**取り組む課題:**
リストのうち「Where can you spot the rear side」を含む行から最後の行までを、依頼文も含めてすべて書き直してください。その際、解答の座標の数値にはそれぞれ11を足してずらすこと。

————————

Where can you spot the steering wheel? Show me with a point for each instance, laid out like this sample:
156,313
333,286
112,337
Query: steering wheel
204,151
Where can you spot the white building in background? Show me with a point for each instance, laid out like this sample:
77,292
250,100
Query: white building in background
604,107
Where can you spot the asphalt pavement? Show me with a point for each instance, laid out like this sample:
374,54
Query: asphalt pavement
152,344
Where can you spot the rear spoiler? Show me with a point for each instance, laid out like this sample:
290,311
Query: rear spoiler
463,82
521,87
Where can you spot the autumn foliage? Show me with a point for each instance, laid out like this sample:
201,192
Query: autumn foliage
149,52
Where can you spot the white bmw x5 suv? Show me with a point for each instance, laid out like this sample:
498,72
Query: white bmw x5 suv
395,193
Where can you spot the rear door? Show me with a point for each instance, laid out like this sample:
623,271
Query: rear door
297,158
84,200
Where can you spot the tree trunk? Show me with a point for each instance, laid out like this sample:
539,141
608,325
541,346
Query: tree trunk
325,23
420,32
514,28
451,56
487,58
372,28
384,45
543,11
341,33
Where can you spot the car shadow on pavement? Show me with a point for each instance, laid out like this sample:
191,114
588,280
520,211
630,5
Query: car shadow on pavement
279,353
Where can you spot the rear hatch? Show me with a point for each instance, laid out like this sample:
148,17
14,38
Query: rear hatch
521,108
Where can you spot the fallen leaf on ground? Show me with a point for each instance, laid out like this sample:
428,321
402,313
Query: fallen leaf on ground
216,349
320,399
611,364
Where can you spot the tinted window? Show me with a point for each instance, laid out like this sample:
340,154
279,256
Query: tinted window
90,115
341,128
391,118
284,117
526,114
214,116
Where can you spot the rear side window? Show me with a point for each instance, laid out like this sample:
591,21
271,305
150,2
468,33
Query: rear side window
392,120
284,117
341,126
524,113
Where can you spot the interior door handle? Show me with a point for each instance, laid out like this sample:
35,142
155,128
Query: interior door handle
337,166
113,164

————————

**問題の解答:**
Where can you spot the rear side window? Show me with a point for each instance, laid out like this sample:
591,21
271,305
150,2
468,33
Query: rear side window
403,131
295,128
352,137
535,124
Where can you spot the interior door handle? Show me with a point for each instance, laid out like this sample:
35,142
155,128
Query: interior door handle
348,177
124,175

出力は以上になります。